> [Material provided]
+ + + + + + +

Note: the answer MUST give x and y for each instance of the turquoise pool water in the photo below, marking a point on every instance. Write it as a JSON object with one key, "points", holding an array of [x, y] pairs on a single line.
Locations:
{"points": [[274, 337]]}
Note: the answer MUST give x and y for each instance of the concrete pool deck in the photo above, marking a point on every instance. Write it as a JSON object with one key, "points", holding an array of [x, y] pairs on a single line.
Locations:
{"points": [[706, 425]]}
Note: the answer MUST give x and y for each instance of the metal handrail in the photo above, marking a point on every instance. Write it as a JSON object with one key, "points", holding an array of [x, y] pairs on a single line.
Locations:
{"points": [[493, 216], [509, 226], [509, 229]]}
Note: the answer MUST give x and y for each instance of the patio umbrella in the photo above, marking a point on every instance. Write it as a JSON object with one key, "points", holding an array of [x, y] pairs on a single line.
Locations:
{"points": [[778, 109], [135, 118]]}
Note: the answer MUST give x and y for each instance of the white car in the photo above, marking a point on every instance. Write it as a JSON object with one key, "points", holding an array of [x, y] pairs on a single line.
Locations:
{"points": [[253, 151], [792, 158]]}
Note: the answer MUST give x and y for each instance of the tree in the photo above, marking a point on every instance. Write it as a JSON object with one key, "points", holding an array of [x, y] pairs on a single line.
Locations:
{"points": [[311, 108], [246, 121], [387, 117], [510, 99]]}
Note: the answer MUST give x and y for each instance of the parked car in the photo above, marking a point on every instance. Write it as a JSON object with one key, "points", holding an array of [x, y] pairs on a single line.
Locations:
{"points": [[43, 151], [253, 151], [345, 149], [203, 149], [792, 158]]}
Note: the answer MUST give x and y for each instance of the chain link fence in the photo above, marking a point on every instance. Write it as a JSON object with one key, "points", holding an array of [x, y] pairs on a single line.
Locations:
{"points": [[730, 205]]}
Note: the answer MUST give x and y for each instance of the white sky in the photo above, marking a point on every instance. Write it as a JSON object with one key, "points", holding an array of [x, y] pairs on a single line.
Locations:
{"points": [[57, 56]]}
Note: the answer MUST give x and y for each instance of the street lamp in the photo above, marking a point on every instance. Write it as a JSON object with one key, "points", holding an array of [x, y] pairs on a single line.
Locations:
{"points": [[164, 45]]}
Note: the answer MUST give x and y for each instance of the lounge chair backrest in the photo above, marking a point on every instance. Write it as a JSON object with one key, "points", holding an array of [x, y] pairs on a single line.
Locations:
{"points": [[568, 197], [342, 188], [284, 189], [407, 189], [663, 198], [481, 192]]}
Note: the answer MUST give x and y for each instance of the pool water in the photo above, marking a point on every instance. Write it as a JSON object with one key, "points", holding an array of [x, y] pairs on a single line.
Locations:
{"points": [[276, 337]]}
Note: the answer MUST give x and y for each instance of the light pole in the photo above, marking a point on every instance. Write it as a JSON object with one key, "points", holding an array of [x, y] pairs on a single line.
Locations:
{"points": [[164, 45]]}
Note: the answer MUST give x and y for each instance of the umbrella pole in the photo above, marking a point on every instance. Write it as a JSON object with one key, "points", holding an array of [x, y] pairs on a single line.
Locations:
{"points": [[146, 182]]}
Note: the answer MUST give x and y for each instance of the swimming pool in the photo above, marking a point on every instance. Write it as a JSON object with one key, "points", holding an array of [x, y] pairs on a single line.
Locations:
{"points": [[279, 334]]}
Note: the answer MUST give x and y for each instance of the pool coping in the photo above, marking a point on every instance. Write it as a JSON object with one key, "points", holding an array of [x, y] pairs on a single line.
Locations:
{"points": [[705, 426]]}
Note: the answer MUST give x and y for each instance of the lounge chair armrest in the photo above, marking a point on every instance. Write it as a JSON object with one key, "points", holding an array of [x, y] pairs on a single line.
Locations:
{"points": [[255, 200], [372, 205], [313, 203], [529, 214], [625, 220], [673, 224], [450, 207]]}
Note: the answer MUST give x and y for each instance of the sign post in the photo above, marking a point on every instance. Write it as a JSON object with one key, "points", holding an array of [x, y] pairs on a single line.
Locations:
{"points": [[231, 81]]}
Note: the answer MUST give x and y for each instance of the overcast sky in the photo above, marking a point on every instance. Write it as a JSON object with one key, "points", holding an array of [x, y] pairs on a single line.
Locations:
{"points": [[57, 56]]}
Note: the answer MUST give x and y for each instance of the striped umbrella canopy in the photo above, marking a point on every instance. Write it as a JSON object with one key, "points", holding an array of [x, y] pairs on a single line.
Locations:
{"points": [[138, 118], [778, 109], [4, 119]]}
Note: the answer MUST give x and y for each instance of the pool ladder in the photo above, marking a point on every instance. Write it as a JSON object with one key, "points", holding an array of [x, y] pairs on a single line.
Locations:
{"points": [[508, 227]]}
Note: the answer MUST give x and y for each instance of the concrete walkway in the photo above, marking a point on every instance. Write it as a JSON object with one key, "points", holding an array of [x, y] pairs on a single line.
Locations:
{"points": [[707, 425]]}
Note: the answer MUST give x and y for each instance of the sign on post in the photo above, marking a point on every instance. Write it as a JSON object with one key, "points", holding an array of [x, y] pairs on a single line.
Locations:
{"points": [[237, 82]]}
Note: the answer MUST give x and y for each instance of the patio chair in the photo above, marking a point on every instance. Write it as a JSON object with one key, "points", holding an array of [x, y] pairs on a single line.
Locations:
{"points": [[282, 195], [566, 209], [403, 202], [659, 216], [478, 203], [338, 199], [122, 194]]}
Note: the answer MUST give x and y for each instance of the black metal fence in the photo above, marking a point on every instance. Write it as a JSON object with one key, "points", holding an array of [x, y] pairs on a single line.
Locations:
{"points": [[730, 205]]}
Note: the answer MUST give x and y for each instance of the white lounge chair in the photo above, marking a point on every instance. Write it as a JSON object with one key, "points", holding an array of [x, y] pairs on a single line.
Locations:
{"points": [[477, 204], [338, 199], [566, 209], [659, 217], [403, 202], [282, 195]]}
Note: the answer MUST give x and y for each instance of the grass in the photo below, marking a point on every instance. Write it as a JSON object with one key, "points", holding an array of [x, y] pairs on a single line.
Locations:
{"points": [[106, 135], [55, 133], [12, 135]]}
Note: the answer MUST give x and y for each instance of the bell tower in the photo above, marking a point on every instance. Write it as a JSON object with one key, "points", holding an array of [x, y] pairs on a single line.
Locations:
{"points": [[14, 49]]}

+ + + + + + +

> [Stated exercise] All records above must be set down exactly, please.

> [Exercise solution]
Note: the answer MUST give x and y for each instance of the turquoise pool water in the photo below, marking a point on every instance. Write it as a JSON object with one key, "points", holding an array of [x, y] pairs on a single line.
Locations:
{"points": [[274, 337]]}
Note: the answer MUST give x and y for each instance of the concrete pool deck in the photo above, marking a point on every instance. Write it as a JSON object with one key, "points", holding an array of [x, y] pairs on a single line.
Locations:
{"points": [[706, 425]]}
Note: the answer MUST give x and y for each instance of the metal handrail in the photo above, marking a point on every instance. Write it as a JSON object with one key, "points", holding an array of [x, y] pairs on a single line.
Locations:
{"points": [[493, 216], [509, 226], [509, 229]]}
Note: the answer MUST give x and y for each instance of the patio umbrella in the photo above, marking a point on every instance. Write it as a JSON object with one key, "points", holding an array of [x, y] pairs on a single line.
Locations:
{"points": [[778, 109], [135, 118]]}
Note: the answer MUST give x and y for each instance of the white car in the photo above, marking a point on every instance. Write it as a JSON object with one key, "points", holding an array of [x, y] pairs on a single line.
Locations:
{"points": [[253, 151], [792, 158]]}
Note: the answer MUST give x and y for each instance of the tree in the photo above, marking a point on every instance. Write it as a JSON object with one key, "points", holding an array of [x, y] pairs on a single line.
Locations:
{"points": [[311, 108], [246, 121], [387, 117], [510, 99]]}
Note: the answer MUST give x and y for each instance of the parked car in the photo above, marking a point on every instance. Write it as a JSON object with one key, "points", holding an array of [x, y] pairs on a single line.
Locations:
{"points": [[43, 151], [253, 151], [345, 149], [203, 149], [792, 158]]}
Note: the answer MUST give x and y for each instance of the chain link fence in the photo above, marking a point on every instance. Write it as a JSON object with one key, "points", holding an array of [x, y] pairs on a single line.
Locations:
{"points": [[730, 205]]}
Note: the answer MUST give x and y for each instance of the white sky in the photo above, marking a point on every instance. Write it as a JSON object with one key, "points", holding an array of [x, y] pairs on a single line.
Locations:
{"points": [[57, 56]]}
Note: the answer MUST give x and y for each instance of the street lamp in the photo above, marking a point on every instance. Write it as a JSON object with one key, "points", holding an array of [x, y] pairs on a single line.
Locations:
{"points": [[164, 45]]}
Note: the answer MUST give x and y for each instance of the lounge chair backrest in the photo above, marking a point on every instance. Write it as a JSON object with one key, "points", holding an array of [x, y] pairs on a single line.
Locations:
{"points": [[568, 197], [342, 188], [284, 189], [407, 189], [663, 198], [481, 192]]}
Note: the answer MUST give x and y for each instance of the pool water in the photo above, marking a point on every instance. Write it as a JSON object with one key, "points", holding an array of [x, y] pairs on a single line.
Locations:
{"points": [[276, 337]]}
Note: the answer MUST give x and y for each instance of the light pole in the photo above, marking a point on every instance. Write it as a JSON object with one key, "points", holding an array of [x, y] pairs on a single line.
Locations:
{"points": [[164, 45]]}
Note: the answer MUST give x and y for each instance of the umbrella pole in the photo above, marking a point on every instance. Write it as a JSON object with one key, "points", holding an array of [x, y] pairs on a single line.
Locations:
{"points": [[146, 182]]}
Note: the answer MUST give x and y for each instance of the swimming pool in the photo above, marking a point on every instance. Write it as a JSON object with one key, "points", holding an array of [x, y] pairs on a single line.
Locations:
{"points": [[279, 334]]}
Note: the answer MUST give x and y for each instance of the pool coping in the photo above, marking a point on every instance. Write it as a JSON object with one key, "points", holding an array of [x, y] pairs on a single line.
Locations:
{"points": [[705, 426]]}
Note: the answer MUST give x and y for each instance of the lounge chair armrest in the photo above, marking a point on every instance. Write it as a JSON object with one key, "points", holding an array of [x, y] pairs on a single line.
Locations:
{"points": [[255, 200], [372, 205], [313, 203], [529, 214], [625, 220], [673, 224], [450, 207]]}
Note: the answer MUST give x and y for each instance of the sign post in the photo above, marking a point on every instance. Write it as a JSON object with one key, "points", holding an array of [x, y] pairs on a single line.
Locations:
{"points": [[231, 81]]}
Note: the answer MUST give x and y for each instance of the overcast sky in the photo above, marking a point on every instance. Write it as a JSON object with one key, "points", holding an array of [x, y] pairs on a single line.
Locations:
{"points": [[57, 56]]}
Note: the answer MUST give x and y for each instance of the striped umbrella canopy in the photo above, marking a point on every instance. Write it as a JSON object with one key, "points", holding an array of [x, y] pairs on a single line.
Locations:
{"points": [[138, 118], [778, 109], [4, 119]]}
Note: the answer MUST give x and y for each instance of the pool ladder in the photo above, marking a point on every instance. Write it as a JSON object with one key, "points", holding an array of [x, y] pairs on a single line.
Locations:
{"points": [[508, 227]]}
Note: the answer MUST give x and y for each instance of the concrete walkway in the photo above, marking a point on every instance. Write it as a JSON object with one key, "points", holding an array of [x, y] pairs on a single line.
Locations:
{"points": [[707, 425]]}
Note: the answer MUST give x and y for each instance of the sign on post in the photo above, marking a point on every instance. Write it as a JSON object with one key, "points", holding an array of [x, y] pairs on a single line.
Locations:
{"points": [[237, 82]]}
Note: the answer MUST give x and y for each instance of the patio chair in the photo above, marking a point on every instance. Write it as a JSON object with one key, "points", holding an array of [x, y] pairs on a single line.
Locations:
{"points": [[282, 195], [566, 209], [403, 202], [659, 216], [478, 203], [338, 199], [122, 194]]}
Note: the answer MUST give x and y for each instance of the black metal fence in the photo above, marking a point on every instance. Write it as a JSON object with one key, "points", holding an array of [x, y] pairs on a single line.
Locations:
{"points": [[730, 205]]}
Note: the answer MUST give x and y for each instance of the white lounge chair in the photo above, marking a point on every instance. Write it as a JSON object with one key, "points", holding an array of [x, y] pairs on a single line.
Locations:
{"points": [[477, 204], [338, 199], [566, 209], [659, 217], [403, 202], [282, 195]]}
Note: the answer MUST give x and y for each instance of the grass in the photo below, marking a point on every instance. Write it as a JSON object with one key, "points", holding an array of [x, y] pairs on a single line.
Locations:
{"points": [[106, 135], [55, 133], [12, 135]]}
Note: the answer MUST give x and y for each instance of the bell tower in the photo above, marking a point on every instance. Write it as a JSON object with one key, "points", holding an array of [x, y] pairs on a single line.
Locations:
{"points": [[14, 49]]}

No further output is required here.